Apply what you read
1 > In the post about spectrum policy, what share of the spectrum under 3 GHz did the study near Dupont Circle find in use?
2 > Pick up the post about spectrum policy after its final sentence and keep writing in the same voice.

Passage provided
The only thing that ties this post together is the Washington metro. I was in DC the last few days and heard Michael Calabrese of the New America Foundation speak at a CITI conference.
Calabrese mentioned a study by Mark McHenry near Dupont Circle (that's the metro stop tie-in) that found that only about 20-40% of the spectrum under 3 GHz (that is, everything from AM radio to microwave devices) was in use at all. There's a lot of warehousing going on by licensees.
Calabrese also said that there's a tremendous lag time for spectrum policy change. With the Spectrum Policy Task Force report of 2002, there seemed to be an agreement that deregulation (unlicensing) of some spectrum was a good idea. That report urged a hybrid approach, but we now seem to have less flexibility than we did before the report was written. Yes, there are some exceptions, including in the "white spaces" proceeding, perhaps, but more on that later.

The data
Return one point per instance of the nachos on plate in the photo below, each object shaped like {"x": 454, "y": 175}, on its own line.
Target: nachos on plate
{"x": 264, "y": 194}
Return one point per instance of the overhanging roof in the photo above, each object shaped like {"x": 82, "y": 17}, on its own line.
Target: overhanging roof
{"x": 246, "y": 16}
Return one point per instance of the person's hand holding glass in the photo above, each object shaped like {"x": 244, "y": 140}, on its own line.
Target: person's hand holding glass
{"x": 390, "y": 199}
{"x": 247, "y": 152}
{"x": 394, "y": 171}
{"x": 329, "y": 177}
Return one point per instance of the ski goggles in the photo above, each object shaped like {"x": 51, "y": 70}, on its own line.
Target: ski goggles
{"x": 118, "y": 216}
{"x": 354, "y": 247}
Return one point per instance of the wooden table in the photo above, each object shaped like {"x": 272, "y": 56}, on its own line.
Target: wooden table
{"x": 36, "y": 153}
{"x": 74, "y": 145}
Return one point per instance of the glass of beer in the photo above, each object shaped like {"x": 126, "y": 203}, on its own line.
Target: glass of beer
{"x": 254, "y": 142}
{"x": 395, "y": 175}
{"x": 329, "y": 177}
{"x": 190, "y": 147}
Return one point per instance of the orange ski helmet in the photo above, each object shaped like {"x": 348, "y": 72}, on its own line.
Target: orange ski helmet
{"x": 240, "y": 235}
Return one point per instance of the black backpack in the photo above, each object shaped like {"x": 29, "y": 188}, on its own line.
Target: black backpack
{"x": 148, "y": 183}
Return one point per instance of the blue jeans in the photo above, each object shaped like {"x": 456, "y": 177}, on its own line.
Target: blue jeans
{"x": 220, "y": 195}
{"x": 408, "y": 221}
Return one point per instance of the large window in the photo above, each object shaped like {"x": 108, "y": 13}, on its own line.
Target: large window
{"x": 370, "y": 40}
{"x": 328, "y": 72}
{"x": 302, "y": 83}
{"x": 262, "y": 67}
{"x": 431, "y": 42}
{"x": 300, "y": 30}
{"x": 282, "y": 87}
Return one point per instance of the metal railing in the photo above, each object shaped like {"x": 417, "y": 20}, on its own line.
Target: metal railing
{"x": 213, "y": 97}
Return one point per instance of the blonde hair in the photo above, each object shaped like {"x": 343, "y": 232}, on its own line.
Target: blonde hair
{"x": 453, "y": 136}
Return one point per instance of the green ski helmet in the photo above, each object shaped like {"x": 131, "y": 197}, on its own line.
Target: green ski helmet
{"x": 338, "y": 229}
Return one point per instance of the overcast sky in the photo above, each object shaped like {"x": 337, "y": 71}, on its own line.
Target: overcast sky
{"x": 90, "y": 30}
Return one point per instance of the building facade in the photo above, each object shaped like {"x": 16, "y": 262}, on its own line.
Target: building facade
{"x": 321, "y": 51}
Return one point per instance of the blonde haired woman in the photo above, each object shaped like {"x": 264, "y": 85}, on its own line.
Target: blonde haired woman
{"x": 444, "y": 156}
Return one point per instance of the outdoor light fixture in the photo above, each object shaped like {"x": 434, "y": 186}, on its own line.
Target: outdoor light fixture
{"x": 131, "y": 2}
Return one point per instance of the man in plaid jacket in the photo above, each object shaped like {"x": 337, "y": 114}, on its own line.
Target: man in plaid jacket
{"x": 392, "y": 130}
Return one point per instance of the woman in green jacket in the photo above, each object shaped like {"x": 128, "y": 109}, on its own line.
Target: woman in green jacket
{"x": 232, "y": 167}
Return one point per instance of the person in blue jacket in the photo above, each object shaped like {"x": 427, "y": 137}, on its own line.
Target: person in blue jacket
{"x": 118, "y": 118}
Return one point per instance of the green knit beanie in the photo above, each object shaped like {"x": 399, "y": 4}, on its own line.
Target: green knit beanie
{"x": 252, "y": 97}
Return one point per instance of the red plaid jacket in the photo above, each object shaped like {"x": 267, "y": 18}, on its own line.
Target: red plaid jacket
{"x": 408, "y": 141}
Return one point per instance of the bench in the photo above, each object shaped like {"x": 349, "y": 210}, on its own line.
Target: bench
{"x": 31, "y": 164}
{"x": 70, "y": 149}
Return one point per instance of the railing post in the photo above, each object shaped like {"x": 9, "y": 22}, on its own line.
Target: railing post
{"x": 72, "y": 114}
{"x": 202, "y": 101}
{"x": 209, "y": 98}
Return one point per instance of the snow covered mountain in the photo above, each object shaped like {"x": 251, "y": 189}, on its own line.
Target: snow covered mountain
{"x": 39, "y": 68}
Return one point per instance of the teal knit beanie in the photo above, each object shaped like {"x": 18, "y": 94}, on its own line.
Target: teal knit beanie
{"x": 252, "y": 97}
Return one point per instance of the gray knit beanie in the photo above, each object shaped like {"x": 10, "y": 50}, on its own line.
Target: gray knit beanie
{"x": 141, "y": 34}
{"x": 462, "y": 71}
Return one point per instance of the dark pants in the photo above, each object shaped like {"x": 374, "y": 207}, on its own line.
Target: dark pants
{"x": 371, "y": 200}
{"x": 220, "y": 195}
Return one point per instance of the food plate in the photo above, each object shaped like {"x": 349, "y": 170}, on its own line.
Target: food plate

Answers to the exercises
1 > Only about 20-40%

2 >
Calabrese noted that the FCC keeps taking a property/zoning approach -- "good fences make good neighbors." What's scarce at this point is government permission for unlicensed uses, because the majority of licensed spectrum is underutilized. Moreover, user demand and technical capabilities could allow reallocation of spectrum on a second-by-second, opportunistic, dynamic basis. We could have cognitive radios certified to protect licensed services. (Here are comments from Dell, Google, HP, Intel, Microsoft, and Philips pointing out that they've given the Commission a low-power prototype device that can sense when a particular channel is in use and that can politely, immediately, deftly vacate that channel.)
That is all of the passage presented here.